Data items:
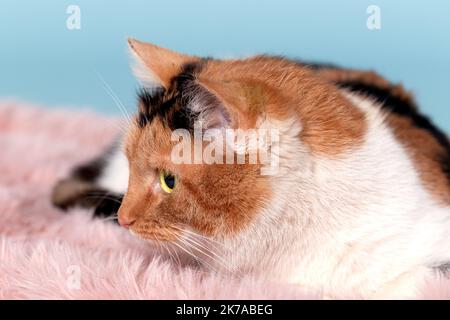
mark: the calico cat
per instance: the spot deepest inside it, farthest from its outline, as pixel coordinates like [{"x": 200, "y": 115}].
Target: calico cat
[{"x": 359, "y": 205}]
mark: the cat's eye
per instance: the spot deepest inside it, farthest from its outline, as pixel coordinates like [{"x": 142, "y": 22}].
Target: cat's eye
[{"x": 167, "y": 181}]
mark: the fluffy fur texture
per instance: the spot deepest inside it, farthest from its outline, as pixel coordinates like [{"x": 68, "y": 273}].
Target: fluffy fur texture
[
  {"x": 39, "y": 243},
  {"x": 360, "y": 203}
]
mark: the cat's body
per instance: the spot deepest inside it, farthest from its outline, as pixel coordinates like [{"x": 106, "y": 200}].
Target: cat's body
[{"x": 360, "y": 204}]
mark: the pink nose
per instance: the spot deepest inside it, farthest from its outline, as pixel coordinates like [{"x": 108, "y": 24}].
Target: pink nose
[{"x": 126, "y": 222}]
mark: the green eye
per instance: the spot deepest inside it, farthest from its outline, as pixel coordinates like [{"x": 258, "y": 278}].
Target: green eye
[{"x": 166, "y": 181}]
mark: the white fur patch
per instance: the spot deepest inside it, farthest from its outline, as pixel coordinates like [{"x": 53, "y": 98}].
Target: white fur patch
[{"x": 360, "y": 225}]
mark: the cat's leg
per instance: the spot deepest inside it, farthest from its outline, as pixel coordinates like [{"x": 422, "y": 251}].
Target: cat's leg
[
  {"x": 408, "y": 285},
  {"x": 98, "y": 184}
]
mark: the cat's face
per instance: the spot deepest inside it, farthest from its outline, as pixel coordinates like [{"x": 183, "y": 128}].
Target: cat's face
[{"x": 164, "y": 198}]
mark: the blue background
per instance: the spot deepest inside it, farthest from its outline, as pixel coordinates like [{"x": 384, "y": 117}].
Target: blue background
[{"x": 42, "y": 61}]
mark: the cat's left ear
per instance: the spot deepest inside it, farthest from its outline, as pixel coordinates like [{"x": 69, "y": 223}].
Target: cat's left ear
[{"x": 156, "y": 66}]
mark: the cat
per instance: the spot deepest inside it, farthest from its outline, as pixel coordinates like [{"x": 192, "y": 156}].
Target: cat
[{"x": 359, "y": 205}]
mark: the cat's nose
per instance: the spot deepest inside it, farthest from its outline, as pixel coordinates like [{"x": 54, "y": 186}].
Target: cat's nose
[{"x": 126, "y": 222}]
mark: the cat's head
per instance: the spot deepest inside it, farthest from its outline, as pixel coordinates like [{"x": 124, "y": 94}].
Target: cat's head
[{"x": 165, "y": 197}]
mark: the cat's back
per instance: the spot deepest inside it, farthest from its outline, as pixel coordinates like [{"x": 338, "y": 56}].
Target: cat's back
[{"x": 427, "y": 146}]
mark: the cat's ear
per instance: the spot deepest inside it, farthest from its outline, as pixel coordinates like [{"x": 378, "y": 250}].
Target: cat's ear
[
  {"x": 237, "y": 104},
  {"x": 155, "y": 66}
]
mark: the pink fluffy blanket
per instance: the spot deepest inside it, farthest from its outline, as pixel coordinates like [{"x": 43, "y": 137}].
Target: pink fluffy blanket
[{"x": 47, "y": 254}]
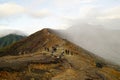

● **Stated exercise**: Show each line of the rows above that contains the word "left".

● **Final result**:
mark: the cat's left ear
Target: cat's left ear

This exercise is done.